▶ PROBLEM STATEMENT: Every record that follows must be given again exactly.

[Stored data entries]
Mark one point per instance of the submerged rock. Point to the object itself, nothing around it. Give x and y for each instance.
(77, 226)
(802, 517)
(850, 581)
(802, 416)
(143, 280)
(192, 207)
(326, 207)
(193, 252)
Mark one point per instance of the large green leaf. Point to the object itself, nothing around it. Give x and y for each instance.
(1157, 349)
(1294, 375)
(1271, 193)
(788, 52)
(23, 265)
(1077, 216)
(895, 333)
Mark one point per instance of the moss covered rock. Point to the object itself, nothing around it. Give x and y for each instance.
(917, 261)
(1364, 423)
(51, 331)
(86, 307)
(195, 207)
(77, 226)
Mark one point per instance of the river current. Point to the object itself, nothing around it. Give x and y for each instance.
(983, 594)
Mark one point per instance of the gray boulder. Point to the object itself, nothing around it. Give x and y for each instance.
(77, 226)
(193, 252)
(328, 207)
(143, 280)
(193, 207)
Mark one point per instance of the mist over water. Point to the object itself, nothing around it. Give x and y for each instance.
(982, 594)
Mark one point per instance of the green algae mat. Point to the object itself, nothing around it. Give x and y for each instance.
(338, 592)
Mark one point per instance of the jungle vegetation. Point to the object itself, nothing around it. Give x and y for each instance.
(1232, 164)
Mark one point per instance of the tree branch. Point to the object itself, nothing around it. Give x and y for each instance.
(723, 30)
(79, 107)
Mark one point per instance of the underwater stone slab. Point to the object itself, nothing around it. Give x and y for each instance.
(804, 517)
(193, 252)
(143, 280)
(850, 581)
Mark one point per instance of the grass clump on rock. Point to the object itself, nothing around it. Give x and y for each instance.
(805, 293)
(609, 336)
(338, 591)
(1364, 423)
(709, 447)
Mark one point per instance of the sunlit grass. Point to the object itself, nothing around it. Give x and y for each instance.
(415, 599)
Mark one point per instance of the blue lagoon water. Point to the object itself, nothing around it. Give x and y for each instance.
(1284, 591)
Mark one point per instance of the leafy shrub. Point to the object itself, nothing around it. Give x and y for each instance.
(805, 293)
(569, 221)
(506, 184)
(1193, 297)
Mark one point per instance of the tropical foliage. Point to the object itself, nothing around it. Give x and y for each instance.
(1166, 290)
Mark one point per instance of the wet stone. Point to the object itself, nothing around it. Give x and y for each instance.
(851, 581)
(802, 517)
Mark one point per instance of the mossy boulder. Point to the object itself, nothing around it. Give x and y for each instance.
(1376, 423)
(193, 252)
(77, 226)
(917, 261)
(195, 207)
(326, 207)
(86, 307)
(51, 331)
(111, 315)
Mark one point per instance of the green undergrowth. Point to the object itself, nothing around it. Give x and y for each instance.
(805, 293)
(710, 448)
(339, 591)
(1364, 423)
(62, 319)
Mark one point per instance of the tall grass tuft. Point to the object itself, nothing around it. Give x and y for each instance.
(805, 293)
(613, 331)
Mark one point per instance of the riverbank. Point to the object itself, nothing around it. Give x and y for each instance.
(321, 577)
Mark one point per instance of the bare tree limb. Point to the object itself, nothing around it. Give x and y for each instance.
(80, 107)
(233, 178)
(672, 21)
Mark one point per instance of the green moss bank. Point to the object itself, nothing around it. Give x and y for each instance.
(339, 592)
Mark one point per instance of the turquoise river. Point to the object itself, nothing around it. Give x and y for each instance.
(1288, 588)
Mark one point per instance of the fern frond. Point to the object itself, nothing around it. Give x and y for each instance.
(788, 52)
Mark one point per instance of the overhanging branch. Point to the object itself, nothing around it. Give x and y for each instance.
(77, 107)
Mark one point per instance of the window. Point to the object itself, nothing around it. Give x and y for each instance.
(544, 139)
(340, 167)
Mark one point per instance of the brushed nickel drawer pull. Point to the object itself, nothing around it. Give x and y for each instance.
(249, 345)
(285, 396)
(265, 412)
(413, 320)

▶ WRITTEN SOLUTION:
Mark one point per instance of the submerged rock. Point to the object itself, nothing around it. Give x and y for each instance.
(77, 226)
(802, 517)
(850, 581)
(802, 416)
(143, 280)
(192, 207)
(326, 207)
(193, 252)
Mark one point per instance of the large green leaf. Point to the object itself, nothing around it. Give x and y for each instance.
(1157, 349)
(1294, 375)
(1271, 193)
(788, 52)
(23, 265)
(1077, 216)
(895, 333)
Mark one point per instance of the moss covered rock. Point to the object itself, nothing around it. Give x and y for each instance.
(917, 261)
(1364, 423)
(51, 331)
(86, 307)
(195, 207)
(77, 226)
Mark one point per instance of the river current. Point to the object itself, nothing around it. Give x and y for each instance.
(983, 594)
Mark one point per instance of the gray boulder. Point to the object itself, nothing around it. Give x and y for each instance.
(77, 226)
(193, 252)
(328, 207)
(143, 280)
(193, 207)
Mark one point per instance of the mist over water. Point to the object itself, nothing around it. Give x and y for each instance.
(982, 594)
Mark one point per instance of the green algae mat. Point to the object itself, nothing around it. Give x and y for each instance.
(338, 592)
Mark one point per instance of the jungle vegetation. Point to the object itself, nothing around it. Give x and y for each instance.
(1232, 164)
Mark one point per instance of the tree branch. Point to the object itself, nothing around it. Give x and y for each instance.
(723, 30)
(79, 107)
Mark one point per instance of the underwater stone slab. Point to the object itself, nothing around it. Give x and y for each instance.
(804, 517)
(193, 252)
(143, 280)
(850, 581)
Mark one point per instance of the grass clump on rock. Point to the object itself, nothing around it. Give x and y for each instance.
(805, 293)
(609, 336)
(338, 591)
(1364, 423)
(709, 447)
Mark one point per instance of the sunlit grass. Point to the object itself, nothing around it. Give x and y for each instance.
(415, 599)
Mark one point per instance of the blue lagoon water. Point to the object itself, nothing around it. Give x and y for each instance.
(1284, 591)
Mark one point per instance of the leafy shrub. Point to the object itself, nothing around it. Give x and y for each instance.
(805, 293)
(569, 221)
(506, 184)
(1193, 297)
Mark one point per instance of the tropical foliage. Point to the object itself, nothing around it. Give x and y for each instance.
(1166, 290)
Mark one point per instance of the wet stone. Point to the object itself, nothing around it. Give x and y for each instance.
(851, 581)
(802, 517)
Mark one point per instance of the mossy boulder. Point to the object itself, nothing around it. Give x and y for each instance.
(1376, 423)
(193, 252)
(77, 226)
(917, 261)
(195, 207)
(326, 207)
(86, 307)
(51, 331)
(111, 315)
Mark one point per instance of the green undergrowth. Point to the object itself, nothing around it. Give x and y for each instance.
(805, 293)
(710, 448)
(339, 591)
(1364, 423)
(62, 319)
Mark one point per instance of the tall grass tuft. Point to the object itself, nothing around it. Give x and y for each instance.
(805, 293)
(613, 331)
Mark one point per instance of the riverbank. Point to the object itself, nothing around it. Give x and y for each instance.
(321, 577)
Mark one point per instance of the bare tree limb. Point to the object itself, nothing around it. Give x and y for each instance.
(80, 107)
(233, 178)
(672, 21)
Mark one point per instance of the green moss bank. Point to the object itself, nothing around it. Give x and y for each instance.
(339, 592)
Mark one point per instance of the turquoise river. Point to the object itself, nothing around it. Give x and y for each instance.
(1288, 588)
Mark one point per instance of the fern frond. Point to the object itself, nothing around it. Give x and y for each instance.
(788, 52)
Mark one point per instance of the overhanging branch. Point to the object itself, nothing around it. Give x and y for each instance.
(77, 107)
Mark one point per instance of the window. Point to the object itself, nothing around it. Give x and y for each instance.
(544, 139)
(340, 167)
Mark one point per instance of the brushed nickel drawer pull. Point to the object itself, nothing around it. Give x and y for each instance.
(249, 345)
(285, 396)
(265, 412)
(413, 320)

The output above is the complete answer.